» Your instructions: Give back exactly the lines of the material below that start at the line containing "Target: staircase" and end at the line containing "Target: hymnal book", and no others.

» Available records:
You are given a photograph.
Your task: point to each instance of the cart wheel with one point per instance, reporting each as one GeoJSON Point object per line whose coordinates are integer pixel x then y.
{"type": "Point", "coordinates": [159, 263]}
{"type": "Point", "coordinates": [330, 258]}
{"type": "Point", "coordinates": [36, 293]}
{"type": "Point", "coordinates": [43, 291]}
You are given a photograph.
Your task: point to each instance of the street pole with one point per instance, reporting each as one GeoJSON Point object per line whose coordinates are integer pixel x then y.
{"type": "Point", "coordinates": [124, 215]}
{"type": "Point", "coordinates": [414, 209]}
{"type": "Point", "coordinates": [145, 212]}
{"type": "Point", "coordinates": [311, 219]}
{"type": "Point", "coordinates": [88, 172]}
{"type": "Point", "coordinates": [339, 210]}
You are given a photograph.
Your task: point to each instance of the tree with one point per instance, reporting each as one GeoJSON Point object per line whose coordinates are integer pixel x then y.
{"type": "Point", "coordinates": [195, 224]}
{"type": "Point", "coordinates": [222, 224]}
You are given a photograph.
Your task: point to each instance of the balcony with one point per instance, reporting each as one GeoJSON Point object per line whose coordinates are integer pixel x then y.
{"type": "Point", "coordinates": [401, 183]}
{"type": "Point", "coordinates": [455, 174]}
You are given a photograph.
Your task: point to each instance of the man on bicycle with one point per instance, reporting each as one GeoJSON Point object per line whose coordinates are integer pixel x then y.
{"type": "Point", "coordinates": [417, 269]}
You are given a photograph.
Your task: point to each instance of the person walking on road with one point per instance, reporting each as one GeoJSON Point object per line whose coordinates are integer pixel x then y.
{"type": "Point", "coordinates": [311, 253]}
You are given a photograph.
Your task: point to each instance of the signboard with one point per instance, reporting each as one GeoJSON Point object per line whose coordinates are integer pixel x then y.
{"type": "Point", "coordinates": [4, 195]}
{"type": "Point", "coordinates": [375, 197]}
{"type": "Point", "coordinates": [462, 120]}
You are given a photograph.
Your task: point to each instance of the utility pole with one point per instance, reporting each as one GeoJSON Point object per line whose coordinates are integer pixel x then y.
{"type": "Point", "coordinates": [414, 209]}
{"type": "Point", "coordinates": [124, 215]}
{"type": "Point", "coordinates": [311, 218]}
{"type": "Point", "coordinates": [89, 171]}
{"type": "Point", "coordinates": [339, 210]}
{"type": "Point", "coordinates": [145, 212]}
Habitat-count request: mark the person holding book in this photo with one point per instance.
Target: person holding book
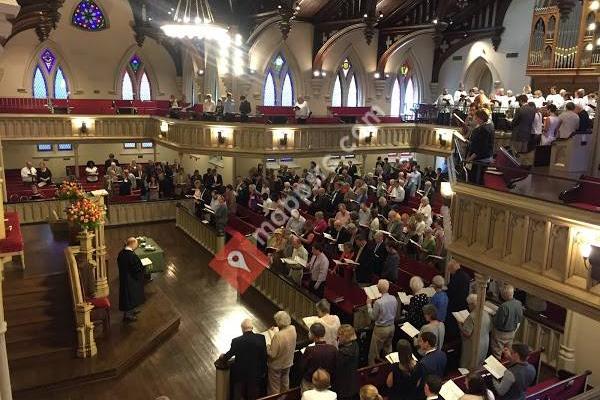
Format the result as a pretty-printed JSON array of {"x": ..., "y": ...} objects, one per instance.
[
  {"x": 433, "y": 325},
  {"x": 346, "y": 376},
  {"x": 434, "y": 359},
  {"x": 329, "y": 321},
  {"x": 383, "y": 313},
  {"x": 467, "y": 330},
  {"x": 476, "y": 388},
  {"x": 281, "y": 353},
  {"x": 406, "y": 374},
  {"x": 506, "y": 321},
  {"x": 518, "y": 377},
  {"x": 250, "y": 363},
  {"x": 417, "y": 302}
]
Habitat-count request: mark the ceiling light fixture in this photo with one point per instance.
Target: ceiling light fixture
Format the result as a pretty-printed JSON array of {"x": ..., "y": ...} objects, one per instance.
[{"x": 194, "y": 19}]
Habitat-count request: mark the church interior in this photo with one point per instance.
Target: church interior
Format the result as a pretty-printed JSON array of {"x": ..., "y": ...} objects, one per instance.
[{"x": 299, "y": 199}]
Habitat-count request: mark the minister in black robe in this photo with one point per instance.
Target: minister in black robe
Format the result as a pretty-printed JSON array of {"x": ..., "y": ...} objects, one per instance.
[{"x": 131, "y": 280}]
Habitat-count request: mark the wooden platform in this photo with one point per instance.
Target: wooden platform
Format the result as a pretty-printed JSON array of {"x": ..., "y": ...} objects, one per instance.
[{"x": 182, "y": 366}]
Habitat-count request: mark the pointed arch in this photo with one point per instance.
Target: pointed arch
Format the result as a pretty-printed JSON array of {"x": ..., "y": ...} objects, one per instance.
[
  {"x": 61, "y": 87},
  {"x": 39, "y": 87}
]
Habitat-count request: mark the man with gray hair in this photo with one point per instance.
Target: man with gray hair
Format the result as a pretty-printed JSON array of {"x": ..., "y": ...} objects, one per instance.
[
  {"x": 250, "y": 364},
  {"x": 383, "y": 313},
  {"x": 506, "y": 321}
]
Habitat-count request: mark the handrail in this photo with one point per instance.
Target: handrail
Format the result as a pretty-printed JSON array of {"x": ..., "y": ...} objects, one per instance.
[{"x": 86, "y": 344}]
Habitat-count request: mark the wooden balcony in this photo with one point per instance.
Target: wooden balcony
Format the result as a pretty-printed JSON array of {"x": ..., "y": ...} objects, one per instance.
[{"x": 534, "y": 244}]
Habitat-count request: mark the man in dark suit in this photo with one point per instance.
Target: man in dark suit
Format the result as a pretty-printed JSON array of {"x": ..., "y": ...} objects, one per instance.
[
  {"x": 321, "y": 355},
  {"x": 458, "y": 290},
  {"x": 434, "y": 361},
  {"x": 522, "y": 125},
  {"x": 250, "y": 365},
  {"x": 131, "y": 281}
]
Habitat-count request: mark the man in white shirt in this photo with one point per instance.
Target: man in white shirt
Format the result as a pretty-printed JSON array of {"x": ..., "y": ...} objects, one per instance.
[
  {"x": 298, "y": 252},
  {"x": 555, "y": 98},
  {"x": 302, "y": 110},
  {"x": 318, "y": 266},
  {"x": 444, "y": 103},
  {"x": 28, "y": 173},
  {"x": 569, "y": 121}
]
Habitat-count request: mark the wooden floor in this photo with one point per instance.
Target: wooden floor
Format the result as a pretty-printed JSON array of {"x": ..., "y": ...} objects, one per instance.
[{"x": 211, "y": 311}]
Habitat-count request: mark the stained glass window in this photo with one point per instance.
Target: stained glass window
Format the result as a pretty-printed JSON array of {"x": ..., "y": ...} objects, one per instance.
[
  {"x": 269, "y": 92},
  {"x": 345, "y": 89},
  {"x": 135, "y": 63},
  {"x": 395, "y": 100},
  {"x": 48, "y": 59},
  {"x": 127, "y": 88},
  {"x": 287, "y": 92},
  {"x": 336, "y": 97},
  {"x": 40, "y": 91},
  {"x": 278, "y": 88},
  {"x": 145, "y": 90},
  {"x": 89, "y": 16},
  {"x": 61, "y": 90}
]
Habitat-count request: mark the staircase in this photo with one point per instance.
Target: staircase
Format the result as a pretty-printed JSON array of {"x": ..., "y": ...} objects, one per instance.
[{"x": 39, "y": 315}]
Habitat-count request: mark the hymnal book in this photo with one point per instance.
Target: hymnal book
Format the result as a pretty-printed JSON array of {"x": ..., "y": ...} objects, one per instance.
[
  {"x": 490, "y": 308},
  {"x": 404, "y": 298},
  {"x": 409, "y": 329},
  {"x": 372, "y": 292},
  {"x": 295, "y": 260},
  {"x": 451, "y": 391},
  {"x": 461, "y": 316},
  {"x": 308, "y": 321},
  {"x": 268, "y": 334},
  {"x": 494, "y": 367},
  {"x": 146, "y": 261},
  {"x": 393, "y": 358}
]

» Result for this task:
Target: staircase
Format the result as a pretty-printed JSON array of {"x": ..., "y": ...} objects, one per instance.
[{"x": 39, "y": 315}]
Habitat-count request: mark the hymnal book in this photo with one point per instance.
Target: hymnal book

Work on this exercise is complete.